◆ Задачи
(a) Через какую сторону, согласно тексту о призраке и простыне, содержимое простыни входило в субъекта?
(b) Допишите продолжение текста о призраке и простыне, начиная сразу после его последнего предложения.

Свидетель хорошо вообще видит призрак всех субъектов, особенно если он находится близ него, но призрака Жань он не видел сквозь простыню. Когда он опускал простыню, он видел очень близко призрак. Я настаиваю перед субъектом, чтобы призрак непременно прикоснулся к г. Фальк. Субъект волнуется, жалуется на холод, но призрак — ни с места. Я ещё более настаиваю и свидетель едва видит призрак, который пробует обойти простыню, но не имеет силы. Субъект истомлён и дрожит от холода, когда я разбудил его. Он ослаб и плохо себя чувствует: ему не хватает излучений, поглощённых простынёй, — как раз то, что я предвидел. Чтобы вернуть субъекту то, чего ему недоставало, я наскоро свернул простыню и положил под ноги субъекту. К нему постепенно вернулись утраченные силы и она ясно чувствовала, что содержимое простыни входило в неё исключительно через правую сторону. То же самое явление произошло с г-жёй Ламбер.

[Записи из набора данных]
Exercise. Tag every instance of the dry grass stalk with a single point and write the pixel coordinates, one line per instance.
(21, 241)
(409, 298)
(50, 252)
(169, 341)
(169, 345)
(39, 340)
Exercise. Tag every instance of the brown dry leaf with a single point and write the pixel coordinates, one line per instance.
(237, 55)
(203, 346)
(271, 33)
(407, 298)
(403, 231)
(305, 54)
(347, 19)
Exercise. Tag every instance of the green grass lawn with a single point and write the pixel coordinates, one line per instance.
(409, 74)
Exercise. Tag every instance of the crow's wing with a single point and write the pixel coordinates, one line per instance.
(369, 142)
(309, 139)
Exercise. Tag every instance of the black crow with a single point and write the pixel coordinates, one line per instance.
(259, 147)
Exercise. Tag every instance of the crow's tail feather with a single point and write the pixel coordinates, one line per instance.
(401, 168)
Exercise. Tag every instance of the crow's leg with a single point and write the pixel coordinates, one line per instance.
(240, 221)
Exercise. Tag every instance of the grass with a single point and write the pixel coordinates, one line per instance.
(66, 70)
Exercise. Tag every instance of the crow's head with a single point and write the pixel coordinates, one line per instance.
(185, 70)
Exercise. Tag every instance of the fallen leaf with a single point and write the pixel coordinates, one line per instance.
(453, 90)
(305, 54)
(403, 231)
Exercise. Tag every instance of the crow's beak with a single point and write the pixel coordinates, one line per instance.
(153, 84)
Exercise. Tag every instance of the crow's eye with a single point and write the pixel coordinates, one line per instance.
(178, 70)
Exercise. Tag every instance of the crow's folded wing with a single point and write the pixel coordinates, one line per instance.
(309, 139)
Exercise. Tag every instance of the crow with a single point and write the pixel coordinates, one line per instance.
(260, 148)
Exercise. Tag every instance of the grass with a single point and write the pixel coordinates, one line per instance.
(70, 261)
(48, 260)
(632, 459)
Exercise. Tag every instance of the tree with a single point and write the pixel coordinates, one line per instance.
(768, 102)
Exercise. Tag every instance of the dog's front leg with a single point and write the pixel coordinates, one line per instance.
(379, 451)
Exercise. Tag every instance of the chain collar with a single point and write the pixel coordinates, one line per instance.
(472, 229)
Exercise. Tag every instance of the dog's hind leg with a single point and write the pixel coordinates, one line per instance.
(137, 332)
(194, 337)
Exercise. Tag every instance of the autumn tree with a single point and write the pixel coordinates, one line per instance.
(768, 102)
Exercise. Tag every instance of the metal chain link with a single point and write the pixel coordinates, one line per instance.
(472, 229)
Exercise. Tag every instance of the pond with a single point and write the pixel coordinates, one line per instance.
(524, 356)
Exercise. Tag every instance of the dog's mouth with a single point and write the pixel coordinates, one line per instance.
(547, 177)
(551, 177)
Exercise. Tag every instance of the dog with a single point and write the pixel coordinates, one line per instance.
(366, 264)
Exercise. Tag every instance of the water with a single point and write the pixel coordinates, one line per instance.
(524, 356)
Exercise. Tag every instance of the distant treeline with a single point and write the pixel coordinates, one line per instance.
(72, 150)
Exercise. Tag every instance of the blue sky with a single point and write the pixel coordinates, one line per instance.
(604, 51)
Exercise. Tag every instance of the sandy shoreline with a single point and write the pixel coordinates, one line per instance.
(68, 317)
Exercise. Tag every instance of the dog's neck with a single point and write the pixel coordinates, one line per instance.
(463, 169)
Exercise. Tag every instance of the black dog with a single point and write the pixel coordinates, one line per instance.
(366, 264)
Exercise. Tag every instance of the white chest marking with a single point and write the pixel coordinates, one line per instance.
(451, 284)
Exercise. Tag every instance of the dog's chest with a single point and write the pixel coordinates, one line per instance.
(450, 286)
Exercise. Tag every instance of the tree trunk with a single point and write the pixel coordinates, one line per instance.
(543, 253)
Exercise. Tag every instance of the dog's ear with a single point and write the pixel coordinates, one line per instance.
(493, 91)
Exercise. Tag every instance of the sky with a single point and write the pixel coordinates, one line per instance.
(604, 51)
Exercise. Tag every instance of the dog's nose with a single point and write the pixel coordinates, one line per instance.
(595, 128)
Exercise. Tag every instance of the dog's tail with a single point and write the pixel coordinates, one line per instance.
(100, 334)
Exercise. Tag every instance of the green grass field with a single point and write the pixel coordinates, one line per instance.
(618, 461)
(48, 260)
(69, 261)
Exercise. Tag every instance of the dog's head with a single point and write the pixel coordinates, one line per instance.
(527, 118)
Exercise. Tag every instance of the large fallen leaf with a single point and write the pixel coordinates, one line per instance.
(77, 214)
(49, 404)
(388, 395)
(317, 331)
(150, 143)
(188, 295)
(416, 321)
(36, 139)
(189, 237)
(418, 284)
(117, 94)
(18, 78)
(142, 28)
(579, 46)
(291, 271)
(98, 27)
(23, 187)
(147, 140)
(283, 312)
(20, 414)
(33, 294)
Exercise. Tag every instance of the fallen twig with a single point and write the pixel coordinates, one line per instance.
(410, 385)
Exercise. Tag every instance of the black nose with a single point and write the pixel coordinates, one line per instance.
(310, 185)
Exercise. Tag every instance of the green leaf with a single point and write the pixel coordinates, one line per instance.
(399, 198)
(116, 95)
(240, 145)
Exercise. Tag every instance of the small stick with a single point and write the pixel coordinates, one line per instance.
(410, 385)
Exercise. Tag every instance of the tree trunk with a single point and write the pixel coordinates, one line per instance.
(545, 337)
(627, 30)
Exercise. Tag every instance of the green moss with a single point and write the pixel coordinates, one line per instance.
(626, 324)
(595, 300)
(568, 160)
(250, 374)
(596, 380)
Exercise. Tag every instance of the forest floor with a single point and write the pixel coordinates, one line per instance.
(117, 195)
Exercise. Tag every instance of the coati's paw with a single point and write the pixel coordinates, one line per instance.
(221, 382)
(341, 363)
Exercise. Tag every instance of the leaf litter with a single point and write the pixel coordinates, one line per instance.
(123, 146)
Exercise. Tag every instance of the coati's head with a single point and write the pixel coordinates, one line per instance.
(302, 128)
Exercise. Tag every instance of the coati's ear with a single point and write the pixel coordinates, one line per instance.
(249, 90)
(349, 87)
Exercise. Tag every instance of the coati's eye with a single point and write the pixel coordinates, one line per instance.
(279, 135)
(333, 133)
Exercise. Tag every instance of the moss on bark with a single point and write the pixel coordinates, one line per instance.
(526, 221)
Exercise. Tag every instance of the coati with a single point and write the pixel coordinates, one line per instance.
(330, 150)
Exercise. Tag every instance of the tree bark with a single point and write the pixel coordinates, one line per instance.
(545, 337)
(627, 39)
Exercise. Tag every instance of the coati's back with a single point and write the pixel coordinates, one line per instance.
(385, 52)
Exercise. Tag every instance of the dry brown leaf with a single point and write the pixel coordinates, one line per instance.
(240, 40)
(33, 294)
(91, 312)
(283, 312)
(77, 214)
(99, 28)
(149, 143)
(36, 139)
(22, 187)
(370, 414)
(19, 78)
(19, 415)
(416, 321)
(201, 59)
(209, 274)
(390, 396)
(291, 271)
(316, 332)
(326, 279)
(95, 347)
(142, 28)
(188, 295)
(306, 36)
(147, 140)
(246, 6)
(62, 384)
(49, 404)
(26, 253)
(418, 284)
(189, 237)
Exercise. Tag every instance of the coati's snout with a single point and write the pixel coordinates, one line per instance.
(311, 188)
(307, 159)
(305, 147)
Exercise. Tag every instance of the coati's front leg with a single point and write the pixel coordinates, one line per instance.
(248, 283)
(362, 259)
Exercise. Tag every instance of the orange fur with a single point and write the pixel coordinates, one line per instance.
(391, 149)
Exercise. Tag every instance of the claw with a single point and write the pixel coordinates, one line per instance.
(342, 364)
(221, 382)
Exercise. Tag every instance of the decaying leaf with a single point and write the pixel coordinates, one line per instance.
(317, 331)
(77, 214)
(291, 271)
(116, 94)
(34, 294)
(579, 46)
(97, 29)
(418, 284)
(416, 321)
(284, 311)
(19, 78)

◆ Ответы
(a) Исключительно через правую сторону.

(b)
Холод парализует субъектов и замедляет образование призрака; впрочем, когда он образовался, он действует удовлетворительно; зимою температура не должна быть ниже 19–20 градусов.
Если тепловые вибрации благоприятствуют образованию призрака и поддерживают его сгущение, то световые вибрации, более быстрые, вредят и стремятся нейтрализовать ещё более быстрые вибрации материи призрака.
Известно, что наиболее замечательные спиритические явления почти невозможно получить при полном свете, разве только на очень короткое время и с очень сильным медиумом. Ярые противники пользуются этим фактом, чтобы утверждать, не домогаясь проверки, что эти явления существуют лишь в воображении восторгающихся поклонников и что медиумам нужна темнота для скрытия их фокусов.
Но эта причина растворения весьма допустима, особенно для истинных учёных, так как им хорошо известно количество энергии в свете.
Папюс считает, что для получения психических явлений требуется в 45 раз больше энергии при полном свете, чем в темноте. Эта пропорция кажется мне слишком преувеличенной, по крайней мере для явлений в раздвоении, но она всё же должна быть довольно значительной и надо иметь её в виду, особенно для физических явлений.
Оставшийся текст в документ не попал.